-- Work to be completed --
Copy out every row below word for word, keeping each line as it appears.

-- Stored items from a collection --
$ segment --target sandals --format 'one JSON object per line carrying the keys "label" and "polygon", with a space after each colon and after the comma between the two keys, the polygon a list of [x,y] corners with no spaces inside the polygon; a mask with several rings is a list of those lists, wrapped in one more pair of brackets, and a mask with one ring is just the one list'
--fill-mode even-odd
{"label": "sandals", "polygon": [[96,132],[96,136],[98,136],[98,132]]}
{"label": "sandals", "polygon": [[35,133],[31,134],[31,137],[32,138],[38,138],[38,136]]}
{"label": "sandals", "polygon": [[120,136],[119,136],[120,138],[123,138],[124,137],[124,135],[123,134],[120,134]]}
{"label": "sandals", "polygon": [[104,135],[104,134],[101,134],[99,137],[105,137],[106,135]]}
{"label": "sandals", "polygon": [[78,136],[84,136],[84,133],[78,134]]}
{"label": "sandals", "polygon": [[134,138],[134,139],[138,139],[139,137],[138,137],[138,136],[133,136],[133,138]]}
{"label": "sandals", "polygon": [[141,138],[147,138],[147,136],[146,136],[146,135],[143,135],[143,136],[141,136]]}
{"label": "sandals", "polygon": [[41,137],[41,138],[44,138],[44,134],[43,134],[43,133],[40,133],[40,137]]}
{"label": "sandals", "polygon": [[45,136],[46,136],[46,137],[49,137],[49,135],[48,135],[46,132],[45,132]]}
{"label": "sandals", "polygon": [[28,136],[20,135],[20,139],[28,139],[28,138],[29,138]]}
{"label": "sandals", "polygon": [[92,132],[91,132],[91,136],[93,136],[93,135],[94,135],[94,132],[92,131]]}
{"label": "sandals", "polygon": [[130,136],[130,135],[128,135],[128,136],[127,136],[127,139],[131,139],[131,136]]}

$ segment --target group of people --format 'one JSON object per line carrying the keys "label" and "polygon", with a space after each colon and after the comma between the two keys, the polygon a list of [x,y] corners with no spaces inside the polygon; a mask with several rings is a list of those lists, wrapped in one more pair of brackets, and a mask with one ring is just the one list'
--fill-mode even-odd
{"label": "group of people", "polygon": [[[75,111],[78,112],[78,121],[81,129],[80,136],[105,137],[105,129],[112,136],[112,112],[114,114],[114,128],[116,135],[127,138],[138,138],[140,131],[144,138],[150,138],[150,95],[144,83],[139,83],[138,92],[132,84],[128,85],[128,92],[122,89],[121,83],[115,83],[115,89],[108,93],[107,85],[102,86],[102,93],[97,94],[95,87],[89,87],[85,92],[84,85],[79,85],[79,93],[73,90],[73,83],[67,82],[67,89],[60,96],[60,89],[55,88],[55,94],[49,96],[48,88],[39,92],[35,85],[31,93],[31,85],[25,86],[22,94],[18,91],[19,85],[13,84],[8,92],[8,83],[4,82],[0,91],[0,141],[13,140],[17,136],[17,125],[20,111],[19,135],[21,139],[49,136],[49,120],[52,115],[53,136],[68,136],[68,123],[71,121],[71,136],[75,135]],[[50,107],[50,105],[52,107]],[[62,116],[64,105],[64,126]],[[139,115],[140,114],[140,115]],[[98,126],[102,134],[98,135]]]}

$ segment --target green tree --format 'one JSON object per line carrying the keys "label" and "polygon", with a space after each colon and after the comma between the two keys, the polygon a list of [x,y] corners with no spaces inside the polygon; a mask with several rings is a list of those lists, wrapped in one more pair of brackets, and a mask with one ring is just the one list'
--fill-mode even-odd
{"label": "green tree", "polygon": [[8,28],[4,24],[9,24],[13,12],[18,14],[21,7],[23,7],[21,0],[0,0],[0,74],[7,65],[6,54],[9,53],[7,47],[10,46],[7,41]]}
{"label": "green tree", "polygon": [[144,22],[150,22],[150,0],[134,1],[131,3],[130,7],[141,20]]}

-- Result of this task --
$ segment --target sandals --format 'one JSON object per line carrying the keys "label" and "polygon", with a space after each colon and after the comma between the two keys, the polygon a list of [x,y] corners with no spaces inside the polygon; a mask with several rings is a list of those lists, wrapped in one more pair of brackets, and a mask with one ring is just the one list'
--fill-mode even-odd
{"label": "sandals", "polygon": [[96,132],[96,136],[98,136],[98,132]]}
{"label": "sandals", "polygon": [[35,133],[31,134],[31,137],[32,138],[38,138],[38,136]]}
{"label": "sandals", "polygon": [[120,136],[119,136],[120,138],[123,138],[124,137],[124,135],[123,134],[120,134]]}
{"label": "sandals", "polygon": [[104,135],[104,134],[101,134],[99,137],[105,137],[106,135]]}
{"label": "sandals", "polygon": [[78,136],[84,136],[84,133],[78,134]]}
{"label": "sandals", "polygon": [[134,138],[134,139],[138,139],[139,137],[138,137],[138,136],[133,136],[133,138]]}
{"label": "sandals", "polygon": [[141,138],[147,138],[147,136],[146,136],[146,135],[143,135],[143,136],[141,136]]}
{"label": "sandals", "polygon": [[41,137],[41,138],[44,138],[44,134],[43,134],[43,133],[40,133],[40,137]]}
{"label": "sandals", "polygon": [[45,136],[46,136],[46,137],[49,137],[49,135],[48,135],[46,132],[45,132]]}
{"label": "sandals", "polygon": [[28,136],[20,135],[20,139],[28,139],[28,138],[29,138]]}
{"label": "sandals", "polygon": [[92,132],[91,132],[91,136],[93,136],[93,135],[94,135],[94,132],[92,131]]}
{"label": "sandals", "polygon": [[130,136],[130,135],[128,135],[128,136],[127,136],[127,139],[131,139],[131,136]]}

$ segment --target group of people --format 'one JSON object per line carrying the keys "label" and "polygon", with a space after each colon and after the comma between the two keys, the polygon a list of [x,y] corners with no spaces inside the polygon; a mask with several rings is a list of those lists, wrapped in one more pair of brackets, and a mask with one ring is just the one list'
--fill-mode even-odd
{"label": "group of people", "polygon": [[[75,111],[78,112],[78,121],[81,129],[80,136],[105,137],[105,129],[112,136],[112,112],[114,114],[114,128],[116,135],[127,138],[138,138],[140,131],[144,138],[150,138],[150,95],[144,83],[139,83],[138,92],[132,84],[128,85],[128,92],[122,89],[121,83],[115,83],[115,89],[108,93],[107,85],[102,86],[102,93],[97,94],[95,87],[89,87],[85,92],[84,85],[79,85],[79,93],[73,90],[73,83],[67,82],[67,89],[60,96],[60,89],[55,88],[55,94],[49,96],[48,88],[39,92],[35,85],[31,93],[31,85],[25,86],[22,94],[18,91],[19,85],[13,84],[8,92],[8,83],[4,82],[0,91],[0,141],[13,140],[17,136],[17,125],[20,111],[19,135],[21,139],[49,136],[49,120],[52,115],[53,136],[68,136],[68,123],[71,121],[71,136],[75,135]],[[50,107],[50,105],[52,107]],[[62,116],[64,105],[64,126]],[[139,115],[140,114],[140,115]],[[98,126],[102,134],[98,135]]]}

$ segment --target green tree --format 'one JSON object per line carrying the keys "label" and "polygon", with a space after each colon and after the comma between the two keys, the polygon a list of [x,y] corners with no spaces inside the polygon; a mask with several rings is a list of those lists, wrapped in one more pair of brackets, and a mask with one ring is just the one list'
--fill-mode even-odd
{"label": "green tree", "polygon": [[8,28],[4,24],[9,24],[13,12],[18,14],[21,7],[23,7],[21,0],[0,0],[0,74],[7,65],[6,54],[9,53],[7,47],[10,46],[7,41]]}
{"label": "green tree", "polygon": [[144,22],[150,22],[150,0],[134,1],[131,3],[130,7],[141,20]]}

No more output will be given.